**Tasks:**
a – In the text on chalcoalumite in Wales, which mineral was rare chalcoalumite associated with at Britannia Mine?
b – Find all lines of the records that contain the word "every", matching case, and copy them out.

**Article:**
§

Introduction: chalcoalumite is a rare secondary mineral typically developed in the oxidized zone of copper-bearing deposits.
Occurrence in Wales: records of chalcoalumite from Wales are few. Bevins et al. (1985) recorded rare chalcoalumite, associated with lanthanite-(Ce) from Sneyd's Level at Britannia Mine on Snowdon, whereas Saich & Rust (1987) describe extremely rare chalcoalumite from a small trial level near Bontddu in the Dolgellau Gold-belt. Further localities listed, without description, by Camm (1993) are regarded as dubious until additional information is available.

Key Localities:

  • Bontddu, Dolgellau, Gwynedd: chalcoalumite occurs extremely rarely, replacing laths of devilline on joints in veinstone and as a white replacement of both a tyrolite-like mineral and malachite in a trial level near Bontddu (Saich & Rust, 1987).
  • Britannia Mine, Snowdonia, Gwynedd: associated, although only rarely, with lanthanite-(Ce) in oxidized copper ore in Sneyd's Level (Bevins et al., 1985).
  • Frongoch Mine, Devil's Bridge, Ceredigion: listed without description by Camm (1993).
  • Goldsland Wood, Cwmavon, South Wales: listed without description by Camm (1993).
  • Great Orme Copper Mines, Llandudno, Gwynedd: listed without description by Camm (1993).
  • Llettyhen Mine, Bontgoch, Ceredigion: listed without description by Camm (1993).


  1. Bevins, R.E., Rowbotham, G., Stevens, F.S., Turgoose, S., & Williams, P.A., 1985. Lanthanite-(Ce), (Ce,La,Nd)2(CO3)3.8H2O, a new mineral from Wales, U.K. American Mineralogist, 70, 411-413.
  2. Camm, G.S., 1993. The Minerals and Mines of the Principality of Wales. The Natural History Museum, London. 231pp.
  3. Saich, D.A. & Rust, S.A., 1987. Micro-minerals from a trial level in Wales. U.K. Journal of Mines and Minerals, No. 3, 3-4.

§

Outline annotation records
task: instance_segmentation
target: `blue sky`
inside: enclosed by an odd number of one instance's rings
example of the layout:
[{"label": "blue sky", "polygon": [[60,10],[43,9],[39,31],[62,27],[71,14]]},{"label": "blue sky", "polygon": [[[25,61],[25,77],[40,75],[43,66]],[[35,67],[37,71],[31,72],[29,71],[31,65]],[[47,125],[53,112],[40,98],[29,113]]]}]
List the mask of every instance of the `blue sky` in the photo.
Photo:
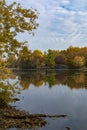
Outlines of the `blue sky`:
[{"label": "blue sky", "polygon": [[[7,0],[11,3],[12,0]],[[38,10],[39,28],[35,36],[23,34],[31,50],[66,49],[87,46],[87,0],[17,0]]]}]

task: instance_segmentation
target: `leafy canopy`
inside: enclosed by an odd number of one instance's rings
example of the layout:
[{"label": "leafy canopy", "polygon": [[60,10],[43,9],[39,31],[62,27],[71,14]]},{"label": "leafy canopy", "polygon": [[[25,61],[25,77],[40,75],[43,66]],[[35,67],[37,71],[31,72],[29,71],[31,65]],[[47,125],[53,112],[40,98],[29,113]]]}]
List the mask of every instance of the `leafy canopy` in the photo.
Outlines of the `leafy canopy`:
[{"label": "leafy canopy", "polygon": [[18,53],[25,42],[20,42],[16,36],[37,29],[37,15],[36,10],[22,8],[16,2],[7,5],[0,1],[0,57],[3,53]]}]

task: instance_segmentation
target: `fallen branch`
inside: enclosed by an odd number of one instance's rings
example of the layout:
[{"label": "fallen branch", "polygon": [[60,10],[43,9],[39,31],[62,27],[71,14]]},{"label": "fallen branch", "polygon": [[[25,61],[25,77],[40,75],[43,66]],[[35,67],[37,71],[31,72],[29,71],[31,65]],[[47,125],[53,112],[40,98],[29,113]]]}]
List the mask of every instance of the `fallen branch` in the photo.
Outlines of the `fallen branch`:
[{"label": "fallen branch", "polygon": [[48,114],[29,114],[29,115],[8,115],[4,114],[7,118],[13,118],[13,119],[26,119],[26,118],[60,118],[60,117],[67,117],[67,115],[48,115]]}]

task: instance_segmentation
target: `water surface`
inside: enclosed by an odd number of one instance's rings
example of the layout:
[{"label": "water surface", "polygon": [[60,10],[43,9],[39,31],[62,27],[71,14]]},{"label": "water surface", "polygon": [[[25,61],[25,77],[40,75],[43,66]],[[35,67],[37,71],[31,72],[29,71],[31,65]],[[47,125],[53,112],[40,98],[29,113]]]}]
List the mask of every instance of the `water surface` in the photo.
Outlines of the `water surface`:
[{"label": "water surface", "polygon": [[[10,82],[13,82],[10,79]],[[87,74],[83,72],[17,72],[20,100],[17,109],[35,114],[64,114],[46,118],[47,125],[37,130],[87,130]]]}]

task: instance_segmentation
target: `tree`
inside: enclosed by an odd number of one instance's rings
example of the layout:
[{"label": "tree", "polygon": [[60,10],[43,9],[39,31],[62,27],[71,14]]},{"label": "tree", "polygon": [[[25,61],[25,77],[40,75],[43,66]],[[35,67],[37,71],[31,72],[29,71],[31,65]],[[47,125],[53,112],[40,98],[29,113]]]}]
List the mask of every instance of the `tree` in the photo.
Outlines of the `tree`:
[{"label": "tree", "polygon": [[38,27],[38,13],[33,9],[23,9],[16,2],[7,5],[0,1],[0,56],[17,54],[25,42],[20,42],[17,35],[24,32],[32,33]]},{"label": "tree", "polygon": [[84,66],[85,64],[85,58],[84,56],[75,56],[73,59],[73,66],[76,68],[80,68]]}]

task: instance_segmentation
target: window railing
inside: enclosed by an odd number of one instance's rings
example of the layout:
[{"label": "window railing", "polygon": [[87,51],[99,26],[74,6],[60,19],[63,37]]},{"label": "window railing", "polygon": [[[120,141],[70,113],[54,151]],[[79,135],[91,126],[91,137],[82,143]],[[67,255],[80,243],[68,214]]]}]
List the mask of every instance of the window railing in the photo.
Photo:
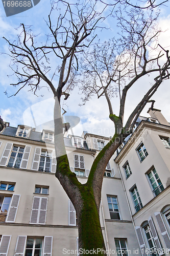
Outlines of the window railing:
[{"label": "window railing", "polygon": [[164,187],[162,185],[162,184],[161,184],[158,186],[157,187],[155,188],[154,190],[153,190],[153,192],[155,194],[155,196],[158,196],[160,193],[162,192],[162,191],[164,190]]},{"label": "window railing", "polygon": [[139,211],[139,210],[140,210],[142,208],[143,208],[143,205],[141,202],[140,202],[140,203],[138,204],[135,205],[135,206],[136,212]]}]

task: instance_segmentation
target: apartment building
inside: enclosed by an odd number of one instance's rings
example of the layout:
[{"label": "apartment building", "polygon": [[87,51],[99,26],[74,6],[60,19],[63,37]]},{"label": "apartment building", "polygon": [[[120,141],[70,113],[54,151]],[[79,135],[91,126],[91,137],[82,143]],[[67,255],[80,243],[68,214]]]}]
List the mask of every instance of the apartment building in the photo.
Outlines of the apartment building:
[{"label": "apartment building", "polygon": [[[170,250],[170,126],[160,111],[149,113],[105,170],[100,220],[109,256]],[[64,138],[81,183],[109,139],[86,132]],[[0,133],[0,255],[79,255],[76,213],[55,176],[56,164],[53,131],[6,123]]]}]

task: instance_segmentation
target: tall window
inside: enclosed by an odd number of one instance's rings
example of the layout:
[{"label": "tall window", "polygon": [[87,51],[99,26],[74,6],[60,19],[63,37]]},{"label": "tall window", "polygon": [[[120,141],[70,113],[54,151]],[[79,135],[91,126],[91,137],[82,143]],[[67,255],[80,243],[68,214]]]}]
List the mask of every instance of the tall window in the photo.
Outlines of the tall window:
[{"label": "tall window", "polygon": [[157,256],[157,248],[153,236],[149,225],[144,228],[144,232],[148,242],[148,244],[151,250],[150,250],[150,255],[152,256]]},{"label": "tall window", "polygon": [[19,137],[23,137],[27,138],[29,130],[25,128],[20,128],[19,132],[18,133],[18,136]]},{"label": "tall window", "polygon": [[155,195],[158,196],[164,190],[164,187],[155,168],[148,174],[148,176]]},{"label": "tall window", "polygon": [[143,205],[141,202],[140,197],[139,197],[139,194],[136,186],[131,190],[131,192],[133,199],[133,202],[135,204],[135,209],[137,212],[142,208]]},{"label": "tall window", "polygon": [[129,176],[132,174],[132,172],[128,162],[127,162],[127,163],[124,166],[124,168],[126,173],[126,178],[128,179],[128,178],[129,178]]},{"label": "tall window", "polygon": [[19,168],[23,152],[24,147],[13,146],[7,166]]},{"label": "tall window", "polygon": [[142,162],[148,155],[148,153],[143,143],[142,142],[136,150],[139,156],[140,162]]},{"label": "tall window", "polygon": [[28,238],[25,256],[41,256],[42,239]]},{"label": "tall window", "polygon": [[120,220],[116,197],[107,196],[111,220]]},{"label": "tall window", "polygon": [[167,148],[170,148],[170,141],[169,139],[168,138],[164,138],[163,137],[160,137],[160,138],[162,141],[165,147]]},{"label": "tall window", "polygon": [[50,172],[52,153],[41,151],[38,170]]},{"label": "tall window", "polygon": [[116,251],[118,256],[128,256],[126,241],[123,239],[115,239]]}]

§

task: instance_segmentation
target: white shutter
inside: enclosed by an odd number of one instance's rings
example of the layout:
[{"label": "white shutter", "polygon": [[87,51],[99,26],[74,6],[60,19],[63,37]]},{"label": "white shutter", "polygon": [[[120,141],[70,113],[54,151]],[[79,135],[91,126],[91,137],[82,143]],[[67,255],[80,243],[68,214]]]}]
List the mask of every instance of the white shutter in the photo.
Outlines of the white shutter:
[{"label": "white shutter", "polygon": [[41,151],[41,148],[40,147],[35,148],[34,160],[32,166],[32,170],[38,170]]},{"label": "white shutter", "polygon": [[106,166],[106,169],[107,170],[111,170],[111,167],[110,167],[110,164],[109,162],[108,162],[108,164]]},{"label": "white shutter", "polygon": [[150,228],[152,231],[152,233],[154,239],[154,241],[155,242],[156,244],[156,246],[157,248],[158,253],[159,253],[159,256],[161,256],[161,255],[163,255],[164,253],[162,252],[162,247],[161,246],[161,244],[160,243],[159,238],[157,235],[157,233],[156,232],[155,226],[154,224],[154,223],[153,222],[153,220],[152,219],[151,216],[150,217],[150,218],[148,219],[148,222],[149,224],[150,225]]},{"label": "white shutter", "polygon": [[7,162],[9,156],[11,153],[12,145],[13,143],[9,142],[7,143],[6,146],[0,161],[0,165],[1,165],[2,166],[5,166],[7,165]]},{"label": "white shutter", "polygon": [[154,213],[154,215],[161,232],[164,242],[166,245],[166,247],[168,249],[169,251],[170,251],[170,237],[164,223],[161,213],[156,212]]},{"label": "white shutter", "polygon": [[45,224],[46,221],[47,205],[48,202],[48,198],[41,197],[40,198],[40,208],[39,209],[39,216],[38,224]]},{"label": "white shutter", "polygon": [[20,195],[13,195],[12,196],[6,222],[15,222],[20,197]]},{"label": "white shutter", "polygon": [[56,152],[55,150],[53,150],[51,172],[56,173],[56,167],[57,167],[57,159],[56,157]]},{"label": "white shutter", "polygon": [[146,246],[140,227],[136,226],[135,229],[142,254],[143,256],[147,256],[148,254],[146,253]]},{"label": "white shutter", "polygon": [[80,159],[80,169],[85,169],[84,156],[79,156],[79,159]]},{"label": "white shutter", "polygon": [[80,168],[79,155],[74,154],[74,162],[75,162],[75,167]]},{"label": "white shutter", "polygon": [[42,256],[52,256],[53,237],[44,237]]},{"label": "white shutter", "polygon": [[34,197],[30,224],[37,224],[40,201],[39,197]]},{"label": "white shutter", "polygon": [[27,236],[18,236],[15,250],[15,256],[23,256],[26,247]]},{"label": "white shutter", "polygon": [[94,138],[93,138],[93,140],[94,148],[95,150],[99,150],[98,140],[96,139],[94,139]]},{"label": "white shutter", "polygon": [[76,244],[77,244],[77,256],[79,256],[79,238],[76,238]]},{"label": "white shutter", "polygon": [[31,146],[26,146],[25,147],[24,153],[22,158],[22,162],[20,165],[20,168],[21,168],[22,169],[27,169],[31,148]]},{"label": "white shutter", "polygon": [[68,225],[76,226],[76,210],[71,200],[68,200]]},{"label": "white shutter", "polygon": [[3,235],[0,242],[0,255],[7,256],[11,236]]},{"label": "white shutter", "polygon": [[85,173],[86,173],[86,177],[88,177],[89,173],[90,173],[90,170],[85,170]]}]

§

**Final answers:**
a – Lanthanite-(Ce).

b –
List the mask of every instance of the `blue sky` in the photo.
List the mask of every instance of the `leafy canopy` in the photo.
List the mask of every instance of the `fallen branch` in the photo.
List the mask of every instance of the `water surface` in the photo.
List the mask of every instance of the `tree` in the photo.
List the mask of every instance of the window railing in the photo.
List the mask of every instance of the apartment building in the photo.
List the mask of every instance of the tall window in the photo.
List the mask of every instance of the white shutter in the photo.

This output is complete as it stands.